**Your instructions**
Reproduce all of the material word for word.

**Task inputs**
+===+
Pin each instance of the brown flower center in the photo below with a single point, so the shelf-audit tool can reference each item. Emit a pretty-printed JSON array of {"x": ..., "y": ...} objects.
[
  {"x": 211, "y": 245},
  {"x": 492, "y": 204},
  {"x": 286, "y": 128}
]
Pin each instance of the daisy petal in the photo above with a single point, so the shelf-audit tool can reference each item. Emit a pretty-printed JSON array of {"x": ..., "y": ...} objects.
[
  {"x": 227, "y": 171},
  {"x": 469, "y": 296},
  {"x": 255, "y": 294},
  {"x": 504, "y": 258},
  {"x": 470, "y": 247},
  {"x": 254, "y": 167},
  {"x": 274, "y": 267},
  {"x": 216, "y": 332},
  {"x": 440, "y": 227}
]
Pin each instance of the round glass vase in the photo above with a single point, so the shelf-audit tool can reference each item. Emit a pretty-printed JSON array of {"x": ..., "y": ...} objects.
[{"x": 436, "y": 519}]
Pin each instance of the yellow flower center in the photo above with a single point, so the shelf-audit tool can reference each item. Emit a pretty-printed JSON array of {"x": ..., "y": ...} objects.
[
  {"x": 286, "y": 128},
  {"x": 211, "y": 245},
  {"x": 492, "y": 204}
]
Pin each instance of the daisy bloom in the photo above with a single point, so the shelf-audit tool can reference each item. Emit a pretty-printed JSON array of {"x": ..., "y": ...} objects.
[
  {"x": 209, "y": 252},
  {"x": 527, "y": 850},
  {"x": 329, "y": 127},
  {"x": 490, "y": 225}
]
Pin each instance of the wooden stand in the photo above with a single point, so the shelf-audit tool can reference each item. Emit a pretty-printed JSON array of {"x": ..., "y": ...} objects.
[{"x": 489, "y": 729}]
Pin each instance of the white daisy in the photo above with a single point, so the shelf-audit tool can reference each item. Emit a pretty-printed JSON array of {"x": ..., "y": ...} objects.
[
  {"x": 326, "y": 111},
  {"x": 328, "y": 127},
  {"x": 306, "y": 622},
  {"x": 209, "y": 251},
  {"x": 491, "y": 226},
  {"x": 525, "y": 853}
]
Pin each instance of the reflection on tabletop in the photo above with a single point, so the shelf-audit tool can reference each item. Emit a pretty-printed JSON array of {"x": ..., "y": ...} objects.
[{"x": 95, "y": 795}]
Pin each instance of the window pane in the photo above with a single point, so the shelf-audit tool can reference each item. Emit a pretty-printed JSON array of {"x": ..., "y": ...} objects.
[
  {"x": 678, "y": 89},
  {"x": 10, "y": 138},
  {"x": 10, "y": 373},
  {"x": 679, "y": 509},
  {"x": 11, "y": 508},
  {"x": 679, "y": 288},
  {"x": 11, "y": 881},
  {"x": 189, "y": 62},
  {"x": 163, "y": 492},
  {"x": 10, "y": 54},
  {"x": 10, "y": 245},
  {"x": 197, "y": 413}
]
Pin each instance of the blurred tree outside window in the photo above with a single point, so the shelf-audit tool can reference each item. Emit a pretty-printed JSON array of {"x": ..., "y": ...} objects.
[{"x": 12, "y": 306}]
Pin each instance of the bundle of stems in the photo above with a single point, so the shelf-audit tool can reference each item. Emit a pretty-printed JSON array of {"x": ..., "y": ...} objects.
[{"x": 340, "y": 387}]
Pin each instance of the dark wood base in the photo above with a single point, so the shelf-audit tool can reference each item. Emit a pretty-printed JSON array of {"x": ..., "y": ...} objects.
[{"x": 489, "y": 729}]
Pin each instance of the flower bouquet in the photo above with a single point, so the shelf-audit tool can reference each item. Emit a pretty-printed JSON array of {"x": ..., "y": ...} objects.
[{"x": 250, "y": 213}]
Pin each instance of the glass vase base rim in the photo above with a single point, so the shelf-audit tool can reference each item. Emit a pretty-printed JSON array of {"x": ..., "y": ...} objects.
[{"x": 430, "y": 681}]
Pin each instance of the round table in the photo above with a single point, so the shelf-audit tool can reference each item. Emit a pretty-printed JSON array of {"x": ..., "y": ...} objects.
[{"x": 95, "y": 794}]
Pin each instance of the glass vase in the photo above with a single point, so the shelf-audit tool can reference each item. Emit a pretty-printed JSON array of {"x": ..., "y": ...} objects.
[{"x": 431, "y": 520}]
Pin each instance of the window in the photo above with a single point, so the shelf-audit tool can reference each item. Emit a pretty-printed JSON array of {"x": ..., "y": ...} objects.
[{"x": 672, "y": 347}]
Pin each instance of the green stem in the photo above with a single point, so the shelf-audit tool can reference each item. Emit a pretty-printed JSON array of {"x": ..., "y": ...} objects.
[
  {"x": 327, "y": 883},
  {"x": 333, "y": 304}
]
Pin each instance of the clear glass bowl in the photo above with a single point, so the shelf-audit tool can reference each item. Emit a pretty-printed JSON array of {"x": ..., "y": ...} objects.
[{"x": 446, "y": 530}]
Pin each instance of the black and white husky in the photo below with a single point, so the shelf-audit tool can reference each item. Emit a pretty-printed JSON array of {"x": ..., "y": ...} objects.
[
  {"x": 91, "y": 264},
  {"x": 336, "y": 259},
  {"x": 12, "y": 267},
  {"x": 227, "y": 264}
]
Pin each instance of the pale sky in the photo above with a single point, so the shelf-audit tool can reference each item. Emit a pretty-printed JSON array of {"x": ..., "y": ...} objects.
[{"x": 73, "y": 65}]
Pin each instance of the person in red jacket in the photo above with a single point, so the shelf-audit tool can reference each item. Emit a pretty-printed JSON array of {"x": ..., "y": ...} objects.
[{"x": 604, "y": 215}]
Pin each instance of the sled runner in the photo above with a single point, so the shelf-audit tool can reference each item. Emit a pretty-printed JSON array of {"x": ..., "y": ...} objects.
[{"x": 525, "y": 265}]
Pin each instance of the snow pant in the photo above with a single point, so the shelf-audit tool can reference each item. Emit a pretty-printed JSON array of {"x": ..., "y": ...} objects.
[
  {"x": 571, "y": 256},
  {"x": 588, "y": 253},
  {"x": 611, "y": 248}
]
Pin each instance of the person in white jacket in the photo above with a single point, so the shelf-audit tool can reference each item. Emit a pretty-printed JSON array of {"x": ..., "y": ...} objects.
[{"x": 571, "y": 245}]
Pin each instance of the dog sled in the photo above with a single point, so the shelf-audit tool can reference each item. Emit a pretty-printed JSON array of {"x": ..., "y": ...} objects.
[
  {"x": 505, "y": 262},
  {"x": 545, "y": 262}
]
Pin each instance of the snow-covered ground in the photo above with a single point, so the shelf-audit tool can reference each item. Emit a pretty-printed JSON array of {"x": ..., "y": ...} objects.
+===+
**Answer for the task**
Pin each instance of the brown flower center in the photo below with a single point, so the shelf-audit tool can reference each item. Emit a pretty-printed JSON array of {"x": ..., "y": ...} objects.
[
  {"x": 211, "y": 245},
  {"x": 492, "y": 204},
  {"x": 286, "y": 128}
]
Pin each instance of the daisy petal in the photo above with a single point, so the shelf-audit tool can reference each item. Emit a pretty-printed JSON array of {"x": ..., "y": ...} objects.
[
  {"x": 227, "y": 171},
  {"x": 469, "y": 296},
  {"x": 255, "y": 294},
  {"x": 504, "y": 258},
  {"x": 470, "y": 247},
  {"x": 254, "y": 167},
  {"x": 274, "y": 267},
  {"x": 216, "y": 332},
  {"x": 440, "y": 227}
]
Pin each instance of the round glass vase in the photo above with a single point, so the shelf-audit tool can reference each item. Emit a pretty-printed JSON array of {"x": ..., "y": ...} objects.
[{"x": 436, "y": 519}]
Pin each instance of the yellow flower center in the photo above with a single point, so the shelf-audit tool can reference each item. Emit a pretty-printed JSON array of {"x": ..., "y": ...} objects.
[
  {"x": 286, "y": 128},
  {"x": 211, "y": 245},
  {"x": 492, "y": 204}
]
Pin each instance of the daisy bloom in the photo above with a single point, so the shelf-audit tool can reference each item. Emit a pretty-printed JSON array of {"x": ..., "y": ...} objects.
[
  {"x": 209, "y": 252},
  {"x": 527, "y": 850},
  {"x": 329, "y": 127},
  {"x": 490, "y": 225}
]
Pin each instance of the wooden stand in the photo above with a single point, so the shelf-audit tool can reference each item. Emit a pretty-printed JSON array of {"x": ..., "y": ...} objects.
[{"x": 489, "y": 729}]
Pin each instance of the white daisy in the photo above with a single point, so the shelf-audit tool can reference each item. Emit a pretty-printed JSON array of {"x": ..., "y": ...} objects.
[
  {"x": 326, "y": 111},
  {"x": 328, "y": 127},
  {"x": 306, "y": 622},
  {"x": 209, "y": 251},
  {"x": 491, "y": 226},
  {"x": 525, "y": 853}
]
Pin each instance of the reflection on tabletop in the photo above with a single point, so the shelf-audit tool can reference each item. Emit a pretty-printed JSON array of {"x": ..., "y": ...} objects.
[{"x": 95, "y": 795}]
Pin each instance of the window pane in the photo above with a single point, so the shelf-audit tool can reference each item. Emit a pretty-printed JSON array of {"x": ..., "y": ...} objects.
[
  {"x": 678, "y": 89},
  {"x": 10, "y": 138},
  {"x": 10, "y": 373},
  {"x": 679, "y": 509},
  {"x": 11, "y": 508},
  {"x": 679, "y": 288},
  {"x": 11, "y": 881},
  {"x": 189, "y": 62},
  {"x": 163, "y": 492},
  {"x": 10, "y": 54},
  {"x": 10, "y": 245},
  {"x": 197, "y": 413}
]
Pin each instance of the blurred tree outside window in the photo above with a single point, so the shelf-audit tool can reference each item. Emit a pretty-printed JSON array of {"x": ..., "y": ...} objects.
[{"x": 12, "y": 306}]
Pin each instance of the bundle of stems in the photo above with a single point, so the shelf-audit tool can reference each item. Emit a pretty-printed JSON array of {"x": ..., "y": ...} objects.
[{"x": 340, "y": 387}]
Pin each instance of the dark wood base in the photo above with a single point, so the shelf-audit tool can reference each item. Emit a pretty-printed JSON array of {"x": ..., "y": ...} objects.
[{"x": 489, "y": 729}]
Pin each instance of the flower bouquet in the photo above with a single point, so the shelf-audit tool can reference each item. Emit a pretty-printed JSON array of {"x": ..., "y": ...} objects.
[{"x": 250, "y": 213}]
Pin each instance of the glass vase base rim in the photo above with a single point, so the shelf-audit tool can reference each item. Emit a pretty-printed JSON array of {"x": ..., "y": ...} objects.
[{"x": 430, "y": 681}]
Pin each instance of the round table in the photo above with a single point, so the shelf-audit tool can reference each item. Emit a pretty-printed JSON array of {"x": ..., "y": ...} objects.
[{"x": 95, "y": 794}]
Pin each instance of the glass vase in the photo above with a single point, so the shelf-audit tool can reference each item. Emit a pretty-printed JSON array of {"x": ..., "y": ...} objects.
[{"x": 431, "y": 520}]
Pin each instance of the window in the photo above with a single point, so the shelf-audit tool can reference each item. Emit a pretty-printed JSON array of {"x": ..., "y": ...} objects.
[{"x": 672, "y": 347}]
Pin each instance of the green stem in the photo above with a single point, so the shelf-audit tool can reference each item. Emit a pretty-printed JSON array of {"x": ..., "y": ...} objects.
[
  {"x": 327, "y": 883},
  {"x": 333, "y": 304}
]
Pin each instance of the clear glass bowl in the photo above with a single point, so the shelf-audit tool can reference each item. Emit a pretty-printed JSON array of {"x": ..., "y": ...} objects.
[{"x": 446, "y": 530}]
Pin each instance of the black and white husky in the photo below with a single point, so the shelf-audit tool can reference each item. Emit a pretty-printed JSON array of {"x": ..., "y": ...} objects.
[
  {"x": 91, "y": 264},
  {"x": 336, "y": 259},
  {"x": 12, "y": 267},
  {"x": 227, "y": 264}
]
Pin each instance of the pale sky in the photo above with a single point, so the shelf-audit tool can reference each item. Emit a pretty-printed JSON array of {"x": ..., "y": ...} objects.
[{"x": 73, "y": 65}]
Pin each instance of the person in red jacket in the photo above with a single point, so the shelf-audit tool can reference each item. Emit a pretty-printed JSON array of {"x": ..., "y": ...} objects.
[{"x": 604, "y": 215}]
Pin each instance of the sled runner in the photo above with a single point, so the shelf-audit tool can reference each item. Emit a pretty-printed JSON array of {"x": ..., "y": ...} objects.
[{"x": 525, "y": 265}]
Pin each instance of the snow pant in the photo above with a single point, so the shelf-audit tool can reference each item. Emit a pretty-printed JSON array of {"x": ..., "y": ...} objects.
[
  {"x": 571, "y": 256},
  {"x": 588, "y": 253},
  {"x": 611, "y": 248}
]
Pin each instance of the person in white jacket in the photo above with a single point, so the shelf-audit tool can reference each item. Emit a pretty-printed JSON array of {"x": ..., "y": ...} objects.
[{"x": 571, "y": 245}]
Pin each instance of the dog sled in the photo above with a single point, so the shelf-audit tool can reference each item. Emit a pretty-printed JSON array of {"x": ..., "y": ...} objects.
[
  {"x": 505, "y": 262},
  {"x": 545, "y": 262}
]
Pin each instance of the snow-covered ground in the photo above with a single point, so the shelf-audit tool can reference each item. Emit a pretty-printed JSON array of {"x": ..., "y": ...} objects.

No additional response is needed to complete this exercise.